== TRY IT ==
Verbatim copy without pictures. Please print every entry as it stands.

== DATA ==
+ + + + +
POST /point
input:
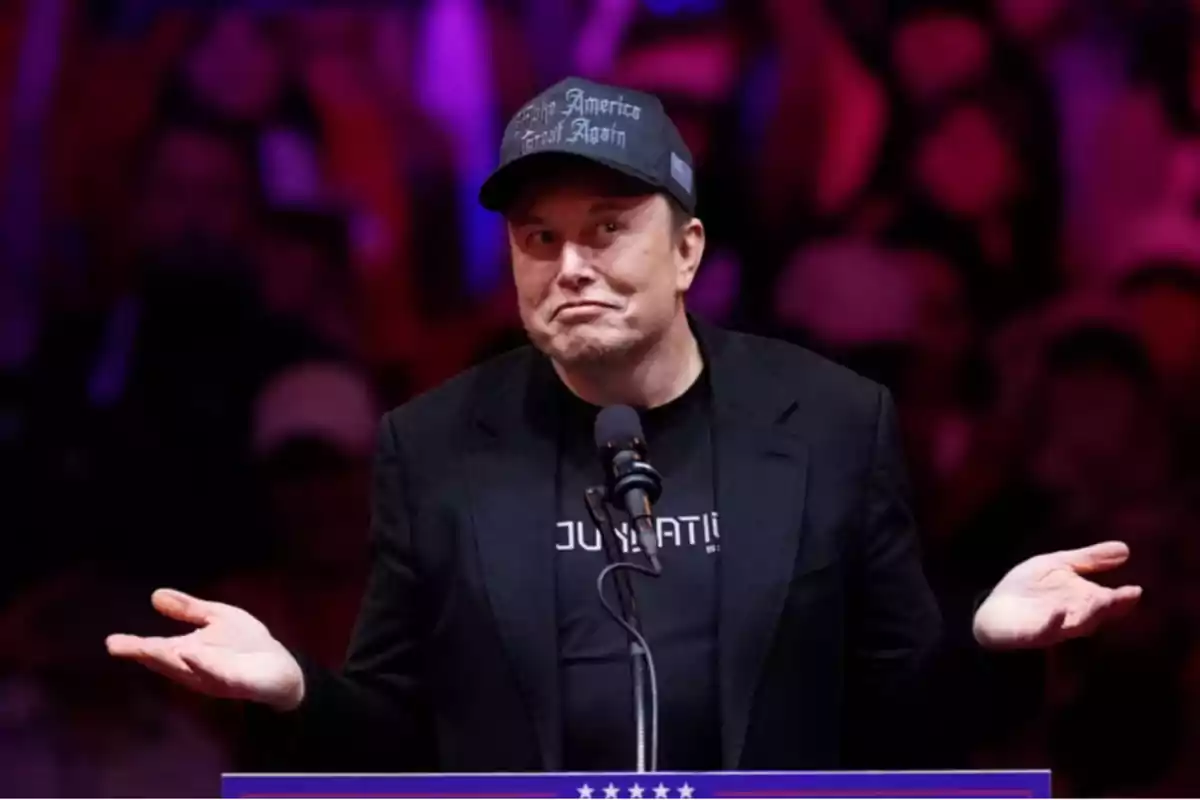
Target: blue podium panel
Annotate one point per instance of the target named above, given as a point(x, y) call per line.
point(658, 786)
+ + + + +
== ANSWER SECTION ==
POST /point
input:
Target: blue podium panel
Annotate one point per instance of the target named above, given as a point(x, y) call per line.
point(658, 786)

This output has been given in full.